DIRECTIONS. Pull out every line of the records below that contains the string "wheel" and copy each one.

--- Begin DATASET ROWS ---

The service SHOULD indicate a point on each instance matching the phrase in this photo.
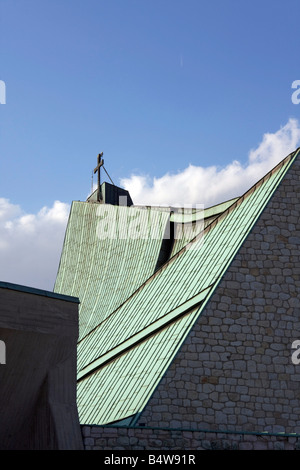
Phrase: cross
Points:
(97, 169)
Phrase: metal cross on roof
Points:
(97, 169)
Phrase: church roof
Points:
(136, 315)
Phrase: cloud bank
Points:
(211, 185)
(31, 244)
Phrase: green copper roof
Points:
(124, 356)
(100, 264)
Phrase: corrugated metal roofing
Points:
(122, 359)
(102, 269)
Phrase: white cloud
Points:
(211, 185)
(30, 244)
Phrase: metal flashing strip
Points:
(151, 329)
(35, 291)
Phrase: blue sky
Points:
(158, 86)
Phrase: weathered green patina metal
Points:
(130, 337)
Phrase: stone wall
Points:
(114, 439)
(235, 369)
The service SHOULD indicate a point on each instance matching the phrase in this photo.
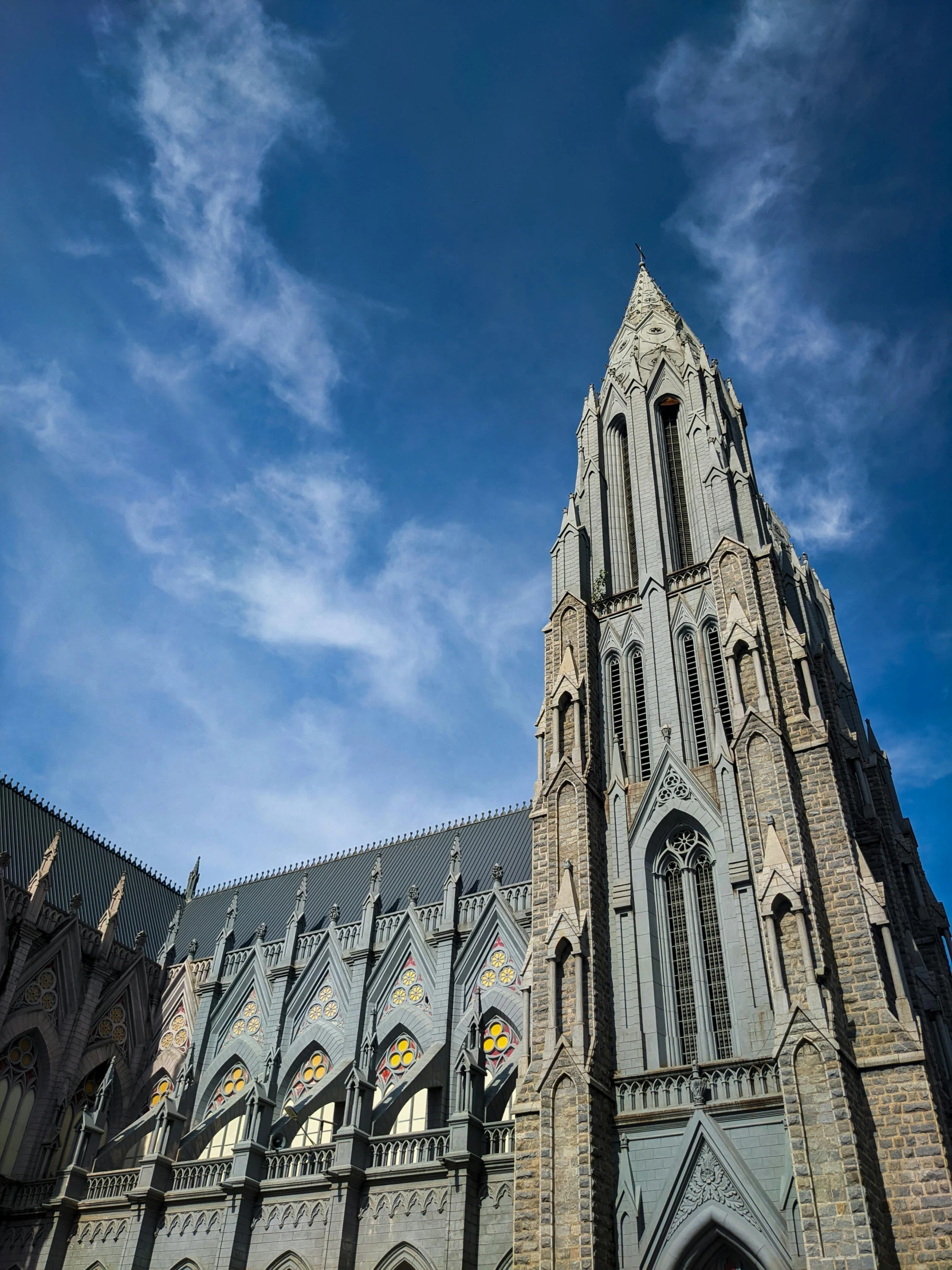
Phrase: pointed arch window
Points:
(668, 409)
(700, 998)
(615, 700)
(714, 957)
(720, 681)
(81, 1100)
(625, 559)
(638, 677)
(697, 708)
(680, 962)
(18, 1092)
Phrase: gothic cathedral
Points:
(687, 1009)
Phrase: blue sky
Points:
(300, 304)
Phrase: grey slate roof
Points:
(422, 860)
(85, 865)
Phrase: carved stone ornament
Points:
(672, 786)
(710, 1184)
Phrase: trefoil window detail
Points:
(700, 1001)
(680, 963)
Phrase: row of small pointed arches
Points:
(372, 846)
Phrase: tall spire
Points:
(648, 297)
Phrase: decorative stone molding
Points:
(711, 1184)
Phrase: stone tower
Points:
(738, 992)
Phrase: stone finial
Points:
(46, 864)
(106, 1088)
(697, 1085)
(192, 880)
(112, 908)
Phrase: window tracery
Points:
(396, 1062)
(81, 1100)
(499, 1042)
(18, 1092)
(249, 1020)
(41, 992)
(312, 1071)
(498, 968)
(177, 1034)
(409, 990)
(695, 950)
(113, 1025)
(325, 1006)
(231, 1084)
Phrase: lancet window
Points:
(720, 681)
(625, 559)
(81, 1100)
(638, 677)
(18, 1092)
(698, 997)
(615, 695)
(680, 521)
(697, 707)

--- End DATASET ROWS ---
--- Begin DATASET ROWS ---

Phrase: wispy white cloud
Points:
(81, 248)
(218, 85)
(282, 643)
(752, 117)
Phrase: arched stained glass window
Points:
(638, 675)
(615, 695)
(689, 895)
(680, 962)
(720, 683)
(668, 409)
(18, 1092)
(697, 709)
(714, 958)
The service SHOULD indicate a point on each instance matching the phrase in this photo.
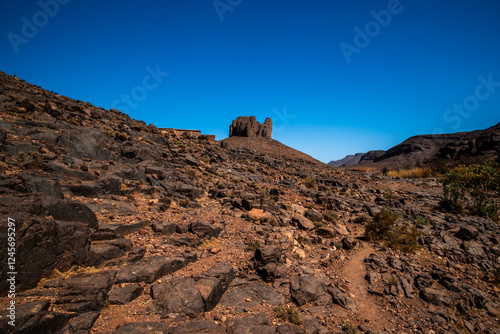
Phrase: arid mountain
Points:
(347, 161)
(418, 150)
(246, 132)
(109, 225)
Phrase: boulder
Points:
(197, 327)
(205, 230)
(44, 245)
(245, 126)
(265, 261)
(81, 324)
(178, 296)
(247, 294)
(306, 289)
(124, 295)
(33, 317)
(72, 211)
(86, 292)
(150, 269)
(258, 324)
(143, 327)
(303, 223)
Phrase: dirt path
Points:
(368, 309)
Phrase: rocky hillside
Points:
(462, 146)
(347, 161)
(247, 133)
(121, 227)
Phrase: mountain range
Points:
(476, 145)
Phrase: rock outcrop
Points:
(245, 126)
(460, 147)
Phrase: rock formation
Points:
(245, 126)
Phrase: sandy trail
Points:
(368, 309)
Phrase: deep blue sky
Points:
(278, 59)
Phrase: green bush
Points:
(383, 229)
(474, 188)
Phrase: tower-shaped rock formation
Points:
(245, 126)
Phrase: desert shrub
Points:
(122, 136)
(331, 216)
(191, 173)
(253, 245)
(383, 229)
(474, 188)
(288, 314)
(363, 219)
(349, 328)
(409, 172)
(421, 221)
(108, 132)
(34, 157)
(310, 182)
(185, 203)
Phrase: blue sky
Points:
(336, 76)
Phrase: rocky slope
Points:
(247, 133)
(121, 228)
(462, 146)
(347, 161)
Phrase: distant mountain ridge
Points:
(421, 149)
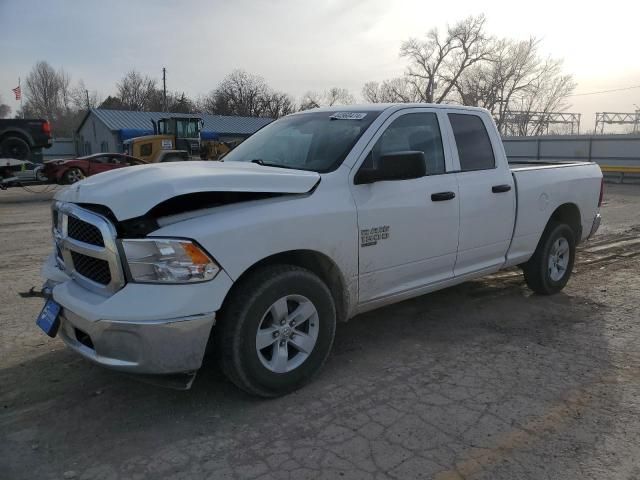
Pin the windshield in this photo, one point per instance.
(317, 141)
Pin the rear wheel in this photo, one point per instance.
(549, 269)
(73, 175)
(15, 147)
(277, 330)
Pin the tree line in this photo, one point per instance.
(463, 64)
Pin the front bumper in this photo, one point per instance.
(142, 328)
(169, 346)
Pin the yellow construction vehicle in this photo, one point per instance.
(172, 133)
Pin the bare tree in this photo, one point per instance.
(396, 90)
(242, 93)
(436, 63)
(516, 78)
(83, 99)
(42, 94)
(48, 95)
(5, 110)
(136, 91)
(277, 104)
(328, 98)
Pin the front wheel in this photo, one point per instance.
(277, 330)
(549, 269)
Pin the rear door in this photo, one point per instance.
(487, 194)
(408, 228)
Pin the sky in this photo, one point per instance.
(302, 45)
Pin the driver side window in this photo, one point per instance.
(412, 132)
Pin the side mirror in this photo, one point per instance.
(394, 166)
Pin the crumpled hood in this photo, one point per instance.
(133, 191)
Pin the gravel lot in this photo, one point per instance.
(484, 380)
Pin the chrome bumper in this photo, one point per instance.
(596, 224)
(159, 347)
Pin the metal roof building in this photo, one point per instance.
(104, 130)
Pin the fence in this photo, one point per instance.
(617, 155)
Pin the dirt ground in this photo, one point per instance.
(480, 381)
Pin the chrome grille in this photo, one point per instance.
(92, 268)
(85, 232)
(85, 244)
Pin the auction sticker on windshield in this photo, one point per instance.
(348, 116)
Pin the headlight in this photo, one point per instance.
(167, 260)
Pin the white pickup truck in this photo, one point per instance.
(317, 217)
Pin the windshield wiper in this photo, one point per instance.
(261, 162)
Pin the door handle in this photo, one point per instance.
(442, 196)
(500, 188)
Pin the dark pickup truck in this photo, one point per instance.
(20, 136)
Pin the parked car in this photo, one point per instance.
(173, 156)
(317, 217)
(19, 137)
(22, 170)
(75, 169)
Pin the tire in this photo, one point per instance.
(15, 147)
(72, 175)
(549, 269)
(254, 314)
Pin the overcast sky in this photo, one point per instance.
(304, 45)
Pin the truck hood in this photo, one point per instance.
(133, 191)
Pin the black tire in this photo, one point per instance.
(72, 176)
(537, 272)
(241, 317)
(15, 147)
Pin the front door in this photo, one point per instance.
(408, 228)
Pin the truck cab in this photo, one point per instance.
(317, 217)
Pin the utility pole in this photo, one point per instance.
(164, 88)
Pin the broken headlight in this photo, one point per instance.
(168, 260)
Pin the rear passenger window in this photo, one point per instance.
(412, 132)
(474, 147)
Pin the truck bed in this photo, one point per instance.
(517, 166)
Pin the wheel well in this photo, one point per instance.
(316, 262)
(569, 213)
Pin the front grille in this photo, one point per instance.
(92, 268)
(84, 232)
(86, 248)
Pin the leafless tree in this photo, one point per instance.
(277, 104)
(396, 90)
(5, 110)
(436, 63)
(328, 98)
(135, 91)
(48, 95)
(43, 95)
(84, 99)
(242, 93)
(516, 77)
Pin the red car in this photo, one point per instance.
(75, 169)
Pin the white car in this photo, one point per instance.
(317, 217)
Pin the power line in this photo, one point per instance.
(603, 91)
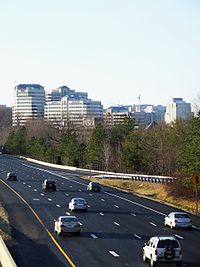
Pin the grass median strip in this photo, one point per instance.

--- End DATASET ROWS ---

WORKED SOLUTION.
Pin the rear wheel in this photo, one point per instance.
Pin the front wheel in this photo, one point per instance.
Pin the wheel well in this photo, one point per instance.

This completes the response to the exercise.